SHORT TASK A: Pull out every line of the records that contains the word "street".

TEXT SEGMENT:

******

(urth) An Evil Guest: gold hunting

Gwern Branwen gwern0 at gmail.com
Fri Jan 8 11:22:40 PST 2010

On Thu, Jan 7, 2010 at 8:25 PM, James Wynn <crushtv at gmail.com> wrote:
>>> He's told that he is to be on the island alone, and within a couple hours
>>> of
>>> his family arriving on the island, Hanga singles out Baden's wife as a
>>> future meal. It's hard to ignore the coincidence.
>> Hold on. This is the second you've said he is ordered to be alone.
>> What is this based on?
>> His boss says 'you will be on your own', but this is a prediction
>> about other agency people, not white people or people in general
>> obviously Rob and the islanders are already there.
> It did *look* like merely a prediction, until his family arrived and they
> were immediately treated as an offering.
> I didn't say there would be no other white people, but there seems to be
> some limitations on who can safely come and go there. And family members
> seems to be part of the limitation.

******

SHORT TASK B:
Answer these questions about the mailing-list message, one answer per line:
(i) On what date was the message sent?
(ii) Who is quoted as having written on Thu, Jan 7, 2010?
(iii) Whom does Hanga single out as a future meal?

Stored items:

******

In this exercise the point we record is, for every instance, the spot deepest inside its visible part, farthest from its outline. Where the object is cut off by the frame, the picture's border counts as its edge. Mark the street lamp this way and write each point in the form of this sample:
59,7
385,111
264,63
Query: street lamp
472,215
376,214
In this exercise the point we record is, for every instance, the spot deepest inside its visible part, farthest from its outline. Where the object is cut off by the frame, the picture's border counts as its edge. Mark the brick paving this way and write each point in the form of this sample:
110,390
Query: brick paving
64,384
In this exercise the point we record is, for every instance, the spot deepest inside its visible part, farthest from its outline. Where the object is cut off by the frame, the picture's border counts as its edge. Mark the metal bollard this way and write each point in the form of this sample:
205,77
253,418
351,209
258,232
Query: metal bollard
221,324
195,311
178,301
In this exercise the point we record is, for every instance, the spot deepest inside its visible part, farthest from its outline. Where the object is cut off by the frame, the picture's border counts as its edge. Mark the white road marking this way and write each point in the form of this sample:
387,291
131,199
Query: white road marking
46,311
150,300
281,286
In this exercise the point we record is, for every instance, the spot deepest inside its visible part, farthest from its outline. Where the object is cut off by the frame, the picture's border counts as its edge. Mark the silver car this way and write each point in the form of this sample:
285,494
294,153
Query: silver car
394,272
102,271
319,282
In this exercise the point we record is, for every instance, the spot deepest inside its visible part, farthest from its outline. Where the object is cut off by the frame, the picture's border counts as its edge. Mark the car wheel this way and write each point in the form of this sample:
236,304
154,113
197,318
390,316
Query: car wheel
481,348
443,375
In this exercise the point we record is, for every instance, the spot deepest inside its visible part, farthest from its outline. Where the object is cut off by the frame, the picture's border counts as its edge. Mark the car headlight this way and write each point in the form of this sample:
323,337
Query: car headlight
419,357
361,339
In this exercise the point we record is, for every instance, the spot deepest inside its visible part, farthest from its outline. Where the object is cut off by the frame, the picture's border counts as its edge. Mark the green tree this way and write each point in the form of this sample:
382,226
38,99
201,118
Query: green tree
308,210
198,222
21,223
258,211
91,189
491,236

******

REPLY A:
In this exercise the point we record is, for every instance, the spot deepest inside its visible part, farthest from its outline. Where the object is cut off by the frame, the picture's border counts as its edge. Mark the street lamp this way and write each point in the form of this sample:
Query: street lamp

REPLY B:
(i) Friday, January 8, 2010
(ii) James Wynn
(iii) Baden's wife